2021-03-09T01:39:40+00:00

piru

Roar Rookie


They’re even worse when you’re sober. Believe me when I say I understand

2021-03-09T00:49:51+00:00

Scott

Guest


I agree with Rory. Fraser has one test cap from the bench and Wilson only has 6 test caps. Jack Dempsey alone has 14 test caps, more than the entire reds starting pack from round 1 when the Tahs got obliterated.Remember that tighhead in the first scrum with Test props HJH and Bell being crushed by super rugby rookies Fotuaika and Zander?

2021-03-09T00:31:59+00:00

LBJ

Roar Rookie


Your narrative - often repeated, and loudly applauded on this forum - is that NSWRU are the root of all evil in Aus rugby. And yet the data you use quite obviously shows that they and QLD continue to be the only ones keeping the game alive in this country. | Why are you so keen to throw stones at them and any journalist who doesn't agree with you? | As much as I like the Rebels, it seems that Victoria are the poorest contributors to the game's general health and the lowest hanging fruit in terms of its potential - as you live in Melbourne, why is there never an insight to that issue?

2021-03-09T00:18:21+00:00

LBJ

Roar Rookie


What structure do you suggest?

AUTHOR

2021-03-09T00:15:03+00:00

Geoff Parkes

Expert


Not sure what your question is getting at, mate. It's never been in dispute that NSW and Qld produce the majority of Australia's rugby players.

REQUIRED TASK 1:
Do these statements agree with the rugby forum comments? Answer yes or no for each, quoting the words of the comments that decide it.
(a) Scott says Fraser has one test cap from the bench.
(b) LBJ calls Victoria the strongest contributors to the game's general health.
(c) Geoff Parkes says it has been in dispute whether NSW and Qld produce most of Australia's rugby players.
The rows that follow have no connection to the forum comments.

EXERCISE DATA:
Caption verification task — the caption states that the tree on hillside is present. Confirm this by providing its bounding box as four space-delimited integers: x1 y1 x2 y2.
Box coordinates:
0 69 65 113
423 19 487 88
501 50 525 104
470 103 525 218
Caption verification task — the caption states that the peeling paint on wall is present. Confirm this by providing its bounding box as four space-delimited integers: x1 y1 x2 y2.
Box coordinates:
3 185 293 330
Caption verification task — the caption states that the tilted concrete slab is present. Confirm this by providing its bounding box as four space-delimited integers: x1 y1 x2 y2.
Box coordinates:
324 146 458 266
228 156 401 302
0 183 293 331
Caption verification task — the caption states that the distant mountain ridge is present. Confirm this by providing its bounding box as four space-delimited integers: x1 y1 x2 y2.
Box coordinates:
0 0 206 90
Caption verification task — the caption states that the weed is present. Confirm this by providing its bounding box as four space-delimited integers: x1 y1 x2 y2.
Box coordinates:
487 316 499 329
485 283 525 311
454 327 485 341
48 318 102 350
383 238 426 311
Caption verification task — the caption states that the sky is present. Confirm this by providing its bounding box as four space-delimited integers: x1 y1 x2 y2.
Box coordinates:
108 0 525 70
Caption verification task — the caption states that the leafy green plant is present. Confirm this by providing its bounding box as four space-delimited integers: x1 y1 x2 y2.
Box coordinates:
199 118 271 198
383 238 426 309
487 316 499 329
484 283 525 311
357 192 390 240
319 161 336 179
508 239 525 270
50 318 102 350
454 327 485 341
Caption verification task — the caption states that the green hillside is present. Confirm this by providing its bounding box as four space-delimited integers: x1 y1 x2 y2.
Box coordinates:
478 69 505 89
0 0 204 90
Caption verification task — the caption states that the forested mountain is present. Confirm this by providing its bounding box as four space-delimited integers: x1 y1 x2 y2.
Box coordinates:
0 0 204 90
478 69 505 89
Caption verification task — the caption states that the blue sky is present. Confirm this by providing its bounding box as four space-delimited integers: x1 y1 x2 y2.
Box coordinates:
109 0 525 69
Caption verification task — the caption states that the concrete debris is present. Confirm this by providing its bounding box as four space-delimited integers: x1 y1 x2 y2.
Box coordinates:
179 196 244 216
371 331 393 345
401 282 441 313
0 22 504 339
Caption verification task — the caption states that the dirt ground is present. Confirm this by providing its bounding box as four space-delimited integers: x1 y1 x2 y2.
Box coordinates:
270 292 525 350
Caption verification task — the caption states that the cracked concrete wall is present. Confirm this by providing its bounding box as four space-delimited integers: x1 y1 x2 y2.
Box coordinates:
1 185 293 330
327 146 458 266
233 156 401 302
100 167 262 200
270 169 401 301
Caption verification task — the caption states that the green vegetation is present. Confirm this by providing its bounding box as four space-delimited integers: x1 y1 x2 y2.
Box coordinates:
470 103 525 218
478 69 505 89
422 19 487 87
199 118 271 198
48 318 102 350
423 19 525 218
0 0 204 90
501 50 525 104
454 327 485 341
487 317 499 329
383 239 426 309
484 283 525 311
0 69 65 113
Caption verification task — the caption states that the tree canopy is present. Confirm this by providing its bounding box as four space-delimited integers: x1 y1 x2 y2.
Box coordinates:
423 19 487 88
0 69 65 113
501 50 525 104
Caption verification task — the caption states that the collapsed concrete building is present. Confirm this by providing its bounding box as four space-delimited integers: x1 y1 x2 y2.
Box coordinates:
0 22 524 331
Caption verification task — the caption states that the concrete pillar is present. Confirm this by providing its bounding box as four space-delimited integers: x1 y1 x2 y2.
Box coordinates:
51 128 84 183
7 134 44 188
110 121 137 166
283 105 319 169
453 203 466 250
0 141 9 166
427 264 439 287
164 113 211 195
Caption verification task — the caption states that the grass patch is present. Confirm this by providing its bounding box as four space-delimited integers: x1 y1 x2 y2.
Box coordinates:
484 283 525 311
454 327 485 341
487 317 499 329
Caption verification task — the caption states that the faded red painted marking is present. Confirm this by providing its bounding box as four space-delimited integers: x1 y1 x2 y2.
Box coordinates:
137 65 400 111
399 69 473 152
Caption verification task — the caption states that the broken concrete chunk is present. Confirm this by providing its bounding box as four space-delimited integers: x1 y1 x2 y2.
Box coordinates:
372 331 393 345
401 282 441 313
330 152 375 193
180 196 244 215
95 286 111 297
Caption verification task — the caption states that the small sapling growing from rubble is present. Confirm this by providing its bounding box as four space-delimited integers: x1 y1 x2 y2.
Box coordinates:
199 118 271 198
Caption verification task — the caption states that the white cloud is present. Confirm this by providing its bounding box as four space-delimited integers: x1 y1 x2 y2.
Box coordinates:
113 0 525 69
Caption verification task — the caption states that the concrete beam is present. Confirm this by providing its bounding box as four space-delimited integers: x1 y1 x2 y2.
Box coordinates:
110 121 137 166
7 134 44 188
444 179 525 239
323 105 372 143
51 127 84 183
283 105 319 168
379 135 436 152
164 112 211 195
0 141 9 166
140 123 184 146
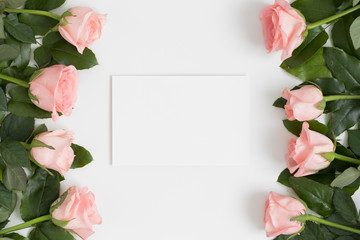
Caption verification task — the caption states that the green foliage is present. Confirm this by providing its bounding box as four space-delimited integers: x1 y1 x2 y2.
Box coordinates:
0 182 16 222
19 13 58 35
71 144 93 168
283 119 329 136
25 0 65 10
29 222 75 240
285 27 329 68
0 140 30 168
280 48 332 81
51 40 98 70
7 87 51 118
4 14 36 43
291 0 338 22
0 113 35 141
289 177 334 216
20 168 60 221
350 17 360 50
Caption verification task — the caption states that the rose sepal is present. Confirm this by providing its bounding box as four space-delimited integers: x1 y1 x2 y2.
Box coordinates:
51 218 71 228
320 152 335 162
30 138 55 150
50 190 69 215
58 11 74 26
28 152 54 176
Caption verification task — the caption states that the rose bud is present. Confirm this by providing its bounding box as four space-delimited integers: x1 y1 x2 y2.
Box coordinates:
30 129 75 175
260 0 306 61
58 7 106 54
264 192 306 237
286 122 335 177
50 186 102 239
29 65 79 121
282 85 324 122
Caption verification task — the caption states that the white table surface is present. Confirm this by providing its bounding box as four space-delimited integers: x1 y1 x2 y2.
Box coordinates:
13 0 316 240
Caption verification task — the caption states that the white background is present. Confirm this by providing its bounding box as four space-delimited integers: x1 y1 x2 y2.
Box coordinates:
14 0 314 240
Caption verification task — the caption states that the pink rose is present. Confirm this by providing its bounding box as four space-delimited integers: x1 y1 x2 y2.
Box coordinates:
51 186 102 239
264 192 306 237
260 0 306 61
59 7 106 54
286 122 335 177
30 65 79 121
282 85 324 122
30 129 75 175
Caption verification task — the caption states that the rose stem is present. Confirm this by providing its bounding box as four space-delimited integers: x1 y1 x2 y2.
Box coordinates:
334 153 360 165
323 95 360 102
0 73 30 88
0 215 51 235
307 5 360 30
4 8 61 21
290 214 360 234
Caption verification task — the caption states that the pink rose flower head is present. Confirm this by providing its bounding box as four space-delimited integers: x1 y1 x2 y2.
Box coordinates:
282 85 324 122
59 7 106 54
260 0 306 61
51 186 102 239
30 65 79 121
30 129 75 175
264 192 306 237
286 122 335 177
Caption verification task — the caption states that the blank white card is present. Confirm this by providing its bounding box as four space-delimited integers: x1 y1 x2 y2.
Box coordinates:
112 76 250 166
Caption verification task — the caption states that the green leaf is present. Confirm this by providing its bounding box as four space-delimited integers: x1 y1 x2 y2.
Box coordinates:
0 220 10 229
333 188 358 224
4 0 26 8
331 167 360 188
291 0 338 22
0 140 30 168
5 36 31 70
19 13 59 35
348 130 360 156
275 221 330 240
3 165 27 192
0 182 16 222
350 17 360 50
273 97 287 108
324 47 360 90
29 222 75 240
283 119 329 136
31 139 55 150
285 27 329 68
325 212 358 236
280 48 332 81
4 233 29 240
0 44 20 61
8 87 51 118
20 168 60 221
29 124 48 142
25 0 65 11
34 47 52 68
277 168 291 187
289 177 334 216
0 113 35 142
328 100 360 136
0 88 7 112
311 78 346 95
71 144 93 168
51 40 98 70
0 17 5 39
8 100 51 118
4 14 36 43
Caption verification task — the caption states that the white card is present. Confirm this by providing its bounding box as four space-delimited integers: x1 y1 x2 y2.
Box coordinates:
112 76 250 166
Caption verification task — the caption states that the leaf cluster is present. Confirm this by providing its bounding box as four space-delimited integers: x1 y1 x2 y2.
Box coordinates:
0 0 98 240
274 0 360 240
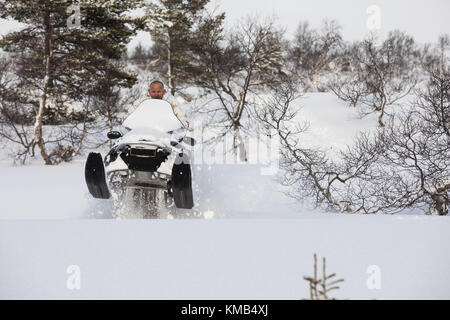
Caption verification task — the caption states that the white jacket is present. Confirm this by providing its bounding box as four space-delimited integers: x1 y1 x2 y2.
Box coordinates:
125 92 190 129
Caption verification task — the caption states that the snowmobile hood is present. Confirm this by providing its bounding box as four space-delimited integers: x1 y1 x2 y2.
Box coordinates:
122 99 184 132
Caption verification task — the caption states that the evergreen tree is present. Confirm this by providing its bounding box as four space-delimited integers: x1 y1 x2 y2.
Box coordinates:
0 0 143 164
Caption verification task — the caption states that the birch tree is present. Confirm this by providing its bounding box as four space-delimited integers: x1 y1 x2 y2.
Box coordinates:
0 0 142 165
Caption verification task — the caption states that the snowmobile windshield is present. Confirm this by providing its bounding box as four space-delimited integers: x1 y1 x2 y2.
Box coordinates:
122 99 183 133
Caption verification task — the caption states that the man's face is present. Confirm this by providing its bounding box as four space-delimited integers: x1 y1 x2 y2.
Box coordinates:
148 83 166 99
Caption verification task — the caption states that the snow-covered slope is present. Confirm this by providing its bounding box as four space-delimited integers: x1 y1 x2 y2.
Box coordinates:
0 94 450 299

---

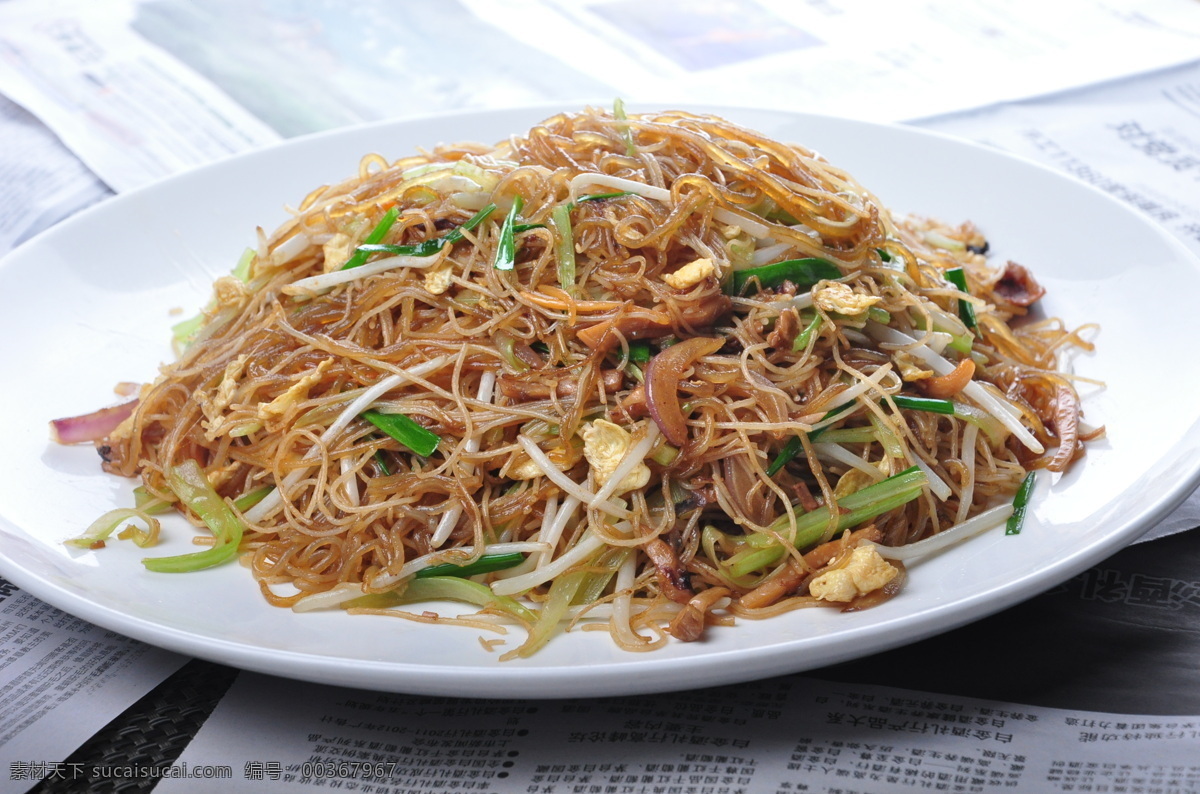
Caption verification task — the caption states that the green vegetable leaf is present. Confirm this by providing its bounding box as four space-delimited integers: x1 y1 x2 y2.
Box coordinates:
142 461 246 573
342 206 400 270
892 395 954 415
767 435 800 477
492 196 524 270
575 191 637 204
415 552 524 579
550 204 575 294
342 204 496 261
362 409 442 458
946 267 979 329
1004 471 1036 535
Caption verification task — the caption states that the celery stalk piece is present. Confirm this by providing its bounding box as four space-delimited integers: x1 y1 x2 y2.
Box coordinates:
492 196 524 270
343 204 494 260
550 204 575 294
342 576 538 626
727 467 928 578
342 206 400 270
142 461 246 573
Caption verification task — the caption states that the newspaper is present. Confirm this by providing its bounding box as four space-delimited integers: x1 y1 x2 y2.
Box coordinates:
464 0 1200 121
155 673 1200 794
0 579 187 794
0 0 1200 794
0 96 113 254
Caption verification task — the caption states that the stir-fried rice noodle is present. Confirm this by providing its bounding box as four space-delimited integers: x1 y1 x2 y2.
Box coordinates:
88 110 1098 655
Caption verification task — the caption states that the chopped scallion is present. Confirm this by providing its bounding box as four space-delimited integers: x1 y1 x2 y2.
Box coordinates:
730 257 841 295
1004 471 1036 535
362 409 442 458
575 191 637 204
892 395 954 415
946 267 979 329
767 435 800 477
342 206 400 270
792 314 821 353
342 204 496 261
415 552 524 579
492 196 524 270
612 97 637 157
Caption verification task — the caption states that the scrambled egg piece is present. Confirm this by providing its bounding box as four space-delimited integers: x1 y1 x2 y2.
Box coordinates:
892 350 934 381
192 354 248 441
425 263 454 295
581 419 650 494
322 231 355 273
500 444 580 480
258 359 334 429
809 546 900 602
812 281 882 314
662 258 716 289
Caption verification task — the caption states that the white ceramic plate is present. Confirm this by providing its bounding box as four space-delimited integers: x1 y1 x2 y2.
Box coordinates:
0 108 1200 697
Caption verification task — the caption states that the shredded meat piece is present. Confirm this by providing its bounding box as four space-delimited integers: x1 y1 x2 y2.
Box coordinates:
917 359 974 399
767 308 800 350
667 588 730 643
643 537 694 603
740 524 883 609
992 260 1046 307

---

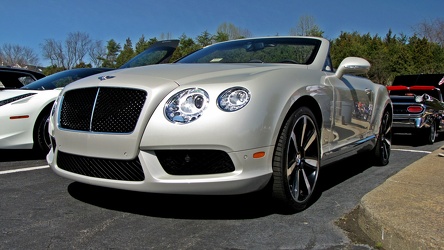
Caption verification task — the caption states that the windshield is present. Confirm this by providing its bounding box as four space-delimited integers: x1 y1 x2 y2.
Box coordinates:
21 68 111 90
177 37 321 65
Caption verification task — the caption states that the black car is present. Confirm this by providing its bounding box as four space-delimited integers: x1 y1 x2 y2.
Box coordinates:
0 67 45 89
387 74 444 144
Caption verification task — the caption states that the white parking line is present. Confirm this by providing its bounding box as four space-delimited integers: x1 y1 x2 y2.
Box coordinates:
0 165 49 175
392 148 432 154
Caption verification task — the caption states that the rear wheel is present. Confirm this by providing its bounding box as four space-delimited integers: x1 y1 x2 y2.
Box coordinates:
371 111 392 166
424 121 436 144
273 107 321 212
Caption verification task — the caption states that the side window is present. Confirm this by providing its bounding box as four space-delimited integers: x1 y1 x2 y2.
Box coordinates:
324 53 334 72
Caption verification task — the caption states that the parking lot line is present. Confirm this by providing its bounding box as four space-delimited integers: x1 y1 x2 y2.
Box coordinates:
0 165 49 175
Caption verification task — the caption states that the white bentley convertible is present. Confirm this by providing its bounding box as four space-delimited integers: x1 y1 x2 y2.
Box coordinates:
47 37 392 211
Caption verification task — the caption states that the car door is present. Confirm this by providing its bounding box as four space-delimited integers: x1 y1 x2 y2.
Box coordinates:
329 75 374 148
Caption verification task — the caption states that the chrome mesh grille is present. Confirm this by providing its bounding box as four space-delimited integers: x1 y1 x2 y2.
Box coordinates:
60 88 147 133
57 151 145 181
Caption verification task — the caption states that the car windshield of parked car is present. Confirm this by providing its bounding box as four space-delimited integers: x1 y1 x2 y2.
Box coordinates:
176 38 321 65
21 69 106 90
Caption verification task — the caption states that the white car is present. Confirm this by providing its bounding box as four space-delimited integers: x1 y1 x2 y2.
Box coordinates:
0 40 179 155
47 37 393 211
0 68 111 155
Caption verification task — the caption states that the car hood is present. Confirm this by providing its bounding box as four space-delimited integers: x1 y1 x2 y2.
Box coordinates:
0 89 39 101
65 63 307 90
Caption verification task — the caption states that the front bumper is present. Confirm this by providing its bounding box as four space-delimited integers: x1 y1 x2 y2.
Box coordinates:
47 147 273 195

REQUIRED TASK 2: Can you arrange the rows as a JSON list of strings, one string per line and blank lines left out, from the line with "the white cloud" up to and including the line with "140 123 184 146"?

CORRECT OUTPUT 1:
(a) Yes: "Fraser has one test cap from the bench"
(b) No: "Victoria are the poorest contributors to the game's general health"
(c) No: "It's never been in dispute that NSW and Qld produce the majority of Australia's rugby players."

CORRECT OUTPUT 2:
[
  "Caption verification task — the caption states that the white cloud is present. Confirm this by providing its bounding box as four space-delimited integers: x1 y1 x2 y2.",
  "Box coordinates:",
  "113 0 525 69",
  "Caption verification task — the caption states that the concrete beam is present. Confirm this by providing its bounding box as four space-delimited integers: x1 y1 x2 y2.",
  "Box coordinates:",
  "110 121 137 166",
  "7 134 44 188",
  "444 179 525 239",
  "323 105 372 143",
  "51 127 84 183",
  "283 105 319 168",
  "379 135 436 152",
  "164 112 211 195",
  "0 141 9 166",
  "140 123 184 146"
]